Work instruction 1 | In the blog post about the Mayor of Jerusalem, which foundation does the author say they worked for?
Work instruction 2 | Write out the blog post about the Mayor of Jerusalem from "Maybe I read" up to and including "of Public Instruction.".
Work instruction 3 | Extend the blog post about the Mayor of Jerusalem, starting after its last sentence.

┌─ Selected passage

The Persistence of Memory
September 4, 2023
Do you ever read something, maybe while searching for something else, and you find it sticks with you? You may not fully remember it, or where you read it, but you find it resonates with you and keeps coming back?
Here’s what I read and recalled:
“The Mayor of Jerusalem regularly had Jews, Muslims and Christian leaders in his office, pigeonholing him on issues of interest to their religion, wanting to advance their issues over those of the others.
“The Mayor said to them “Would you rather I solve your religious issues, or fix the sewers? Pick up the trash?”
Maybe I read this when I worked for the Zarrow Family Foundation. I honestly couldn’t remember, and after YEARS I started to think: Did I make this up? Did I write a parable in my head? From time to time, I would search for “Mayor of Jerusalem” in hopes that the true source of this would surface, but Google’s search algorithm would show me news instead.
I’ve thought about this A LOT of the years, as the model for being a public servant. Don’t focus on advancing your personal or political causes. Make sure the trains run on time, the trash gets picked up, and students get educated. That last bit here in Oklahoma seems to be a problem for our current Oklahoma State Superintendent of Public Instruction.

└─
┌─ Data records

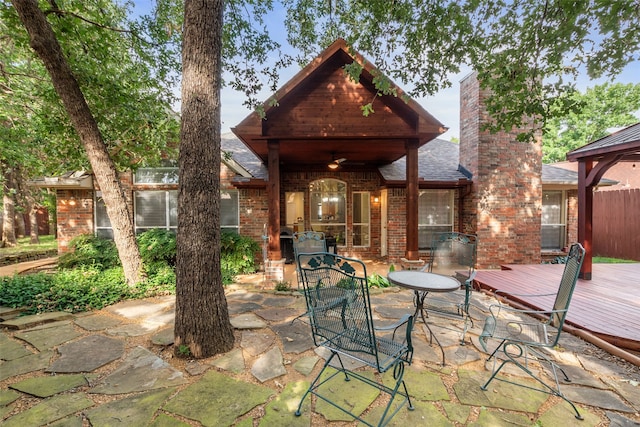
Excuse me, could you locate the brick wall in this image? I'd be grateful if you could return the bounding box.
[56,189,93,254]
[460,74,542,268]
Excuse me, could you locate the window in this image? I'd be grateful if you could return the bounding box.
[133,166,178,184]
[353,191,371,246]
[542,191,567,251]
[309,179,347,245]
[220,190,240,233]
[95,190,240,239]
[134,191,178,234]
[94,191,113,239]
[418,190,453,249]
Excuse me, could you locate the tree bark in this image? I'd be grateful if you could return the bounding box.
[0,165,18,247]
[12,0,144,285]
[174,0,234,358]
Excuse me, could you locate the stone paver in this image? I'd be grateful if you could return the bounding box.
[0,287,640,427]
[91,347,186,394]
[47,335,124,373]
[163,371,275,427]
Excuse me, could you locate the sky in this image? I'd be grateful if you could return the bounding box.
[135,0,640,140]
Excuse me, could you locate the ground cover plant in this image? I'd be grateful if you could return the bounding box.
[0,229,259,314]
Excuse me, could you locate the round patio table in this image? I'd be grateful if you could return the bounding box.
[387,270,460,366]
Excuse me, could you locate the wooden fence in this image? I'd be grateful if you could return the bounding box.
[593,188,640,261]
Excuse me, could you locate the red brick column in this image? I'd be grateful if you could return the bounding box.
[460,74,542,268]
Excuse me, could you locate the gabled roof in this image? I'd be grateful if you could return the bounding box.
[567,123,640,161]
[233,39,446,169]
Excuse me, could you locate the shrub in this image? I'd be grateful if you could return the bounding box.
[220,231,260,284]
[137,228,176,266]
[58,234,120,270]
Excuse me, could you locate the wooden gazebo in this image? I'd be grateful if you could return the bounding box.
[567,123,640,280]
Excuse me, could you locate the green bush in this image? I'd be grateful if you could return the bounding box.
[58,234,121,270]
[0,230,260,313]
[137,228,176,266]
[220,231,260,284]
[0,267,130,313]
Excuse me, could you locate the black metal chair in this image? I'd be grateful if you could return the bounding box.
[296,252,413,426]
[480,243,585,420]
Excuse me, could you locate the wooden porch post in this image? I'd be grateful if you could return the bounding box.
[578,160,593,280]
[267,140,282,260]
[405,139,420,259]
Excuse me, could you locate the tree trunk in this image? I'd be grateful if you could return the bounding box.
[26,194,40,245]
[0,164,18,247]
[12,0,144,285]
[174,0,234,358]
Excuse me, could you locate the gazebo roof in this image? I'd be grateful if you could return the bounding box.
[567,123,640,161]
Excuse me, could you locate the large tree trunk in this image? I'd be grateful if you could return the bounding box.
[174,0,234,358]
[25,194,40,245]
[0,163,18,247]
[12,0,144,285]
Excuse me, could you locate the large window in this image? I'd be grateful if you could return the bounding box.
[134,191,178,234]
[220,190,240,233]
[95,190,240,239]
[353,191,371,246]
[133,166,178,184]
[309,179,347,245]
[542,191,567,251]
[418,190,453,249]
[94,191,113,239]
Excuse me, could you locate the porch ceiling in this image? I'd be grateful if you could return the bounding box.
[242,133,439,169]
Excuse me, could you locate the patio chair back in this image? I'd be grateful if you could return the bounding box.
[479,243,585,420]
[549,243,585,330]
[296,252,413,425]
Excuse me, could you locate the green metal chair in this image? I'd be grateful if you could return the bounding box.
[480,243,585,420]
[293,230,327,289]
[296,252,413,426]
[422,232,477,345]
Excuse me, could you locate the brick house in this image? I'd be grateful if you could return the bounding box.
[32,40,578,278]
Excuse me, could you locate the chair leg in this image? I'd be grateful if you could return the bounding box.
[480,340,584,420]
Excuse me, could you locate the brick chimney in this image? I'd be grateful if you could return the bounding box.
[460,73,542,268]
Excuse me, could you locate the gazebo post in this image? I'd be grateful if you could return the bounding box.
[578,160,593,280]
[405,139,420,260]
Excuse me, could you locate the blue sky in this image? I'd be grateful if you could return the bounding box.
[135,0,640,139]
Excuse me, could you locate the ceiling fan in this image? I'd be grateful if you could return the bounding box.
[327,156,347,169]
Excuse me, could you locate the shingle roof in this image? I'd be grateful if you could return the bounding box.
[221,133,600,185]
[569,123,640,156]
[220,132,269,180]
[380,138,469,182]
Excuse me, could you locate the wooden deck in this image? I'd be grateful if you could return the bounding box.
[475,263,640,351]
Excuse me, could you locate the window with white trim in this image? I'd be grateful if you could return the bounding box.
[220,190,240,233]
[418,190,454,249]
[353,191,371,246]
[541,190,567,251]
[93,191,113,239]
[309,178,347,245]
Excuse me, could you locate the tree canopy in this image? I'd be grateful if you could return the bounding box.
[542,83,640,163]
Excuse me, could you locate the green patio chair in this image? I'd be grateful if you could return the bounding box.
[423,232,478,345]
[293,230,327,289]
[480,243,585,420]
[296,252,413,426]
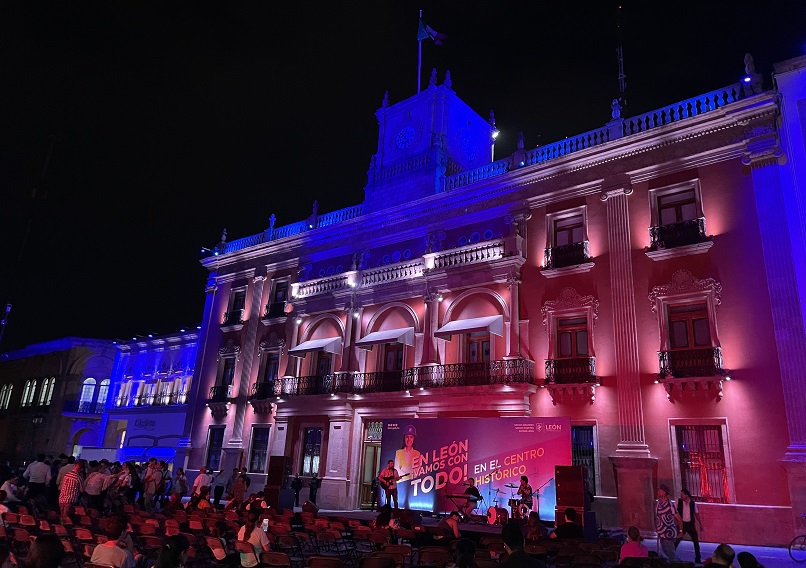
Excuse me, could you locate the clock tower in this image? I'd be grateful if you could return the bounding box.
[364,69,494,213]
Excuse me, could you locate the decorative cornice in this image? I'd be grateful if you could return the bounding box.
[649,268,722,313]
[541,286,599,326]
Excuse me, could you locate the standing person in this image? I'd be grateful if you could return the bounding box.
[190,466,215,495]
[619,527,649,563]
[59,460,87,518]
[378,460,400,509]
[518,475,533,511]
[22,454,50,499]
[462,477,481,517]
[291,474,302,507]
[143,458,164,513]
[655,484,683,562]
[675,488,702,564]
[308,472,322,505]
[171,467,188,501]
[238,511,269,568]
[369,475,381,511]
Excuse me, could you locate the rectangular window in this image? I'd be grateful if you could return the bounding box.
[557,317,588,359]
[383,343,403,371]
[249,426,271,473]
[465,331,490,363]
[571,426,596,493]
[554,213,585,247]
[674,425,730,503]
[302,428,322,476]
[263,353,280,383]
[218,357,235,387]
[669,304,712,351]
[205,426,224,471]
[658,189,698,226]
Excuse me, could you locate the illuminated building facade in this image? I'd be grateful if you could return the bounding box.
[180,54,806,544]
[0,337,115,460]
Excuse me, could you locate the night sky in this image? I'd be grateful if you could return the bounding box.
[0,0,806,351]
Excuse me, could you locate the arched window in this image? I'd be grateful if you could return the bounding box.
[0,385,9,410]
[39,377,56,406]
[98,379,109,408]
[20,379,36,406]
[78,379,95,411]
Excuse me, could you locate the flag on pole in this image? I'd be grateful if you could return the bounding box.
[417,18,448,45]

└─

Written answer 1 | The Zarrow Family Foundation.

Written answer 2 |
Maybe I read this when I worked for the Zarrow Family Foundation. I honestly couldn’t remember, and after YEARS I started to think: Did I make this up? Did I write a parable in my head? From time to time, I would search for “Mayor of Jerusalem” in hopes that the true source of this would surface, but Google’s search algorithm would show me news instead.
I’ve thought about this A LOT of the years, as the model for being a public servant. Don’t focus on advancing your personal or political causes. Make sure the trains run on time, the trash gets picked up, and students get educated. That last bit here in Oklahoma seems to be a problem for our current Oklahoma State Superintendent of Public Instruction.

Written answer 3 |
But finally, over the Labor Day weekend I found Teddy Kollek, the Hungarian-born, Viennese-raised Jewish Mayor of Jerusalem for 25 years. A gruff, yet likeable man who raised Jerusalem from a historic divided backwater to a real city, with gardens, parks, museums, and philanthropic foundations. He was a tireless servant of the city of Jerusalem, working from dawn to after midnight, publishing his home phone number in the phone book, and seeking to address complaints from Arabs, Jews, and Christians alike.
In a city where some groups believe they have sole rights to expel everyone else, Teddy Kollek wasn’t some sort of moon-eyed hippie believer, but a pragmatist who wanted everyone to be tolerant. The philosopher Rabbi David Hartman said: ”Jerusalem is a city that aspires to fanaticism. This city is messianism, it’s revenge, it’s the music of eternity, it’s the city of pilgrims and dreams. You get away from reality and come here, you get away from reality and walk where Jesus walked, or King David. And then along comes Teddy, who says, ‘Look, I’ll fix your sewers if you knock off the sermons.’ He is the epitome of Machiavellian reality in a city which denies the whole notion of reality.”
This sounds like what I read, whenever, all those years ago.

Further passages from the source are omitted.